TASK TO COMPLETE ▸ Please duplicate the section of the news story on Hope Faith's pandemic services that starts at "KANSAS CITY, MO" and ends at "now is stressful.", without changing any word or punctuation mark.

KANSAS CITY, MO (KCTV) -- Nonprofit organizations are stepping up to serve those who are homeless in Kansas City during this COVID-19 pandemic and the shift to emergency operations happened quicker than anticipated.
The city has allowed an entire block right outside Hope Faith Ministries on Admiral Boulevard to close down in the effort to make sure the homeless population in greater Kansas City can continue to get services amid the pandemic.
Before anyone enters through a certain area, they get their temperature taken, get hand sanitizer on their hands, and even go through metal detectors.
For Toccara Scott, who is homeless, life right now is stressful.
“Income reasons and the coronavirus,” she said.
She volunteers at Hope Faith, but also relies on their resources.
“It helps for us who don’t have nowhere to go, no food to eat or no clothes to wear,” she said. “I thank God for Hope Faith doing this. It’s a blessing.”
Many agencies that help the homeless have had to close their doors to comply with the CDC guidelines the CDC put in place due to COVID-19. That is why the outside of Hope Faith has become a hub where multiple agencies are now working together to serve the vulnerable community.
“I said, ‘Oh, in the next 30 days we’re probably going to see a lot of people coming who were not our typical guest,’” recalled Jaysen Van Sickle, Executive Director of Hope Faith. “That happened day one.”
Van Sickle said their initiative has gone from homeless assistance to a community assistance overnight.
“We immediately saw families and seniors and people who ran out of paychecks coming to our doors,” Van Sickle said.
With handwashing stations in place and outdoor tents set up, guests can maintain a proper distance from each other as they eat a meal.
“We’re all making sure we walk around and encourage people to social distance,” noted Van Sickle.
Already, in just a few days, they’ve gone from serving 200 meals a day to almost 400.
Many local restaurants, Kansas City Public Schools, and other organizations are donating hundreds of meals as Hope Faith serves as the “hub” for distribution.
“We’re also sending meals out to those agencies who need help, so we’re not just doing it here,” Van Sickle said.
It’s all in an effort to prevent an outbreak among a vulnerable community and prevent greater community spread.
If people have supplies they would like to donate, such as dry goods, they are asking they get dropped off at The Veterans Community Project Village (VCP Village) at 89th and Troost.
Currently, they are working to figure out how to evolve and solve the needs in the homeless and low-income communities of KC as the pandemic evolves.
VCP, Faith Hope, and others are working on getting a COVID-19 test kit center so they can take the burden off area hospitals and emergency rooms.
The groups are working to prevent the spread of the virus amongst vulnerable groups who already have little access to basic necessities and many of whom often already have medical conditions that make them more susceptible to illness or death.
Wes Williams with VCP said they are looking for medical professionals and supplies so they can provide the screenings, as well as medical necessities.
“That’s obviously a huge problem right now with our medical system getting overrun with so many people coming and going in and out of the ER,” Williams said. “If we can minimize that in any way, that’ll have a huge impact on the entire medical community.”
Eventually, they’d also like to have an area where they can quarantine people if necessary.

EXTRACTED DATA ▸
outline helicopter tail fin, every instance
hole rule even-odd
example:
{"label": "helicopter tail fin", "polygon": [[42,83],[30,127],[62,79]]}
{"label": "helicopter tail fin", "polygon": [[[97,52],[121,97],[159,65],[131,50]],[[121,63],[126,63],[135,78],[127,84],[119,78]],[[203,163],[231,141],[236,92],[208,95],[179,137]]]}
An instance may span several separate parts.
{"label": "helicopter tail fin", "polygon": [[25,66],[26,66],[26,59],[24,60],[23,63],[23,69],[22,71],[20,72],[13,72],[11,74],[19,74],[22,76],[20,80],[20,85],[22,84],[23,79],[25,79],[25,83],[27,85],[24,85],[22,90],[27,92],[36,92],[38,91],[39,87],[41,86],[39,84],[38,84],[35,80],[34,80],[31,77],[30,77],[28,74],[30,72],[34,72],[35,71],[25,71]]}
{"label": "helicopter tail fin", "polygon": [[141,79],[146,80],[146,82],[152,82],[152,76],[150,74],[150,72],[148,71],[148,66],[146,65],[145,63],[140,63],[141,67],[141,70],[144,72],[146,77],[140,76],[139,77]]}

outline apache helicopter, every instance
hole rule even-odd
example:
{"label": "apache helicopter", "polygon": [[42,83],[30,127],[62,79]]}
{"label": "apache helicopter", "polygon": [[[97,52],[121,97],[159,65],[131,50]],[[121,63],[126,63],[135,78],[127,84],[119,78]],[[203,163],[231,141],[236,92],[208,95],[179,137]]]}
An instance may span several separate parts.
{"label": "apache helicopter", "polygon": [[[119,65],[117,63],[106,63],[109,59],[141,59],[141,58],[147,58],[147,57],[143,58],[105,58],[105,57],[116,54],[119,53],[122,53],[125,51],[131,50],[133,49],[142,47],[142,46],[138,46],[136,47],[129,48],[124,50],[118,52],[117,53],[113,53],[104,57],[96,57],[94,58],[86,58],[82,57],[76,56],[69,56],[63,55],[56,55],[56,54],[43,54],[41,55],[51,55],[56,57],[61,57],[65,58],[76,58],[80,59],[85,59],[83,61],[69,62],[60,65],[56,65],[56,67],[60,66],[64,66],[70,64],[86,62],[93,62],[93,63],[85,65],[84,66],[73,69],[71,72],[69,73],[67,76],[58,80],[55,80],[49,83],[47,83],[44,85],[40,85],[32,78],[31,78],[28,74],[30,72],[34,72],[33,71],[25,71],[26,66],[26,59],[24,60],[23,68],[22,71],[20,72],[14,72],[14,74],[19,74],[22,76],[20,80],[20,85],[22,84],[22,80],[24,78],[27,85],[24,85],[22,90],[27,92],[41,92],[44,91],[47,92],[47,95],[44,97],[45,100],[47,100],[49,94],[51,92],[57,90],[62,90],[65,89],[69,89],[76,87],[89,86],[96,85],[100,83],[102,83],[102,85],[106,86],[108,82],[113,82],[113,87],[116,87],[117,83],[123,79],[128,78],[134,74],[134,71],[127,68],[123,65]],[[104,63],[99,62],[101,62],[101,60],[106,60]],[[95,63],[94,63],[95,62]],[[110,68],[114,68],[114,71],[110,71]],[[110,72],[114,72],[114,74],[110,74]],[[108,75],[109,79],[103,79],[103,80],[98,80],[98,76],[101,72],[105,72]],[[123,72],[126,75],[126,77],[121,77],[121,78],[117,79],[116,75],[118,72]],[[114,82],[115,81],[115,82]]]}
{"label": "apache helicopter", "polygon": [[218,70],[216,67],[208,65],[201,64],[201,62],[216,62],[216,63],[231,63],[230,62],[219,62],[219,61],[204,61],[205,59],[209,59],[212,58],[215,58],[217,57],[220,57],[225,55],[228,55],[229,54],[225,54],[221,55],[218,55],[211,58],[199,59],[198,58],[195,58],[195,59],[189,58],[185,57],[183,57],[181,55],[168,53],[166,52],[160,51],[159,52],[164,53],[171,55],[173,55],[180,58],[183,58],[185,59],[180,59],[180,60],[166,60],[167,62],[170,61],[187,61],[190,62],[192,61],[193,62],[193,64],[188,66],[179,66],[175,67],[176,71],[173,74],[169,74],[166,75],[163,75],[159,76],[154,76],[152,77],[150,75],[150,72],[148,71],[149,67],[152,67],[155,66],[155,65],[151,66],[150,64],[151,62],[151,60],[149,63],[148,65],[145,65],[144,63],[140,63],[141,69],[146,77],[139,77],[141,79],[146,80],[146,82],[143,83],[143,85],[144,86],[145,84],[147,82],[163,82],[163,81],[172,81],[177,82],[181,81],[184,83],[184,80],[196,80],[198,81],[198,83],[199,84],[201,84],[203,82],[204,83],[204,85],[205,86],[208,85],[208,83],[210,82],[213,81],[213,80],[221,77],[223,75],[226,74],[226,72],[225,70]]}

TASK RESULT ▸
KANSAS CITY, MO (KCTV) -- Nonprofit organizations are stepping up to serve those who are homeless in Kansas City during this COVID-19 pandemic and the shift to emergency operations happened quicker than anticipated.
The city has allowed an entire block right outside Hope Faith Ministries on Admiral Boulevard to close down in the effort to make sure the homeless population in greater Kansas City can continue to get services amid the pandemic.
Before anyone enters through a certain area, they get their temperature taken, get hand sanitizer on their hands, and even go through metal detectors.
For Toccara Scott, who is homeless, life right now is stressful.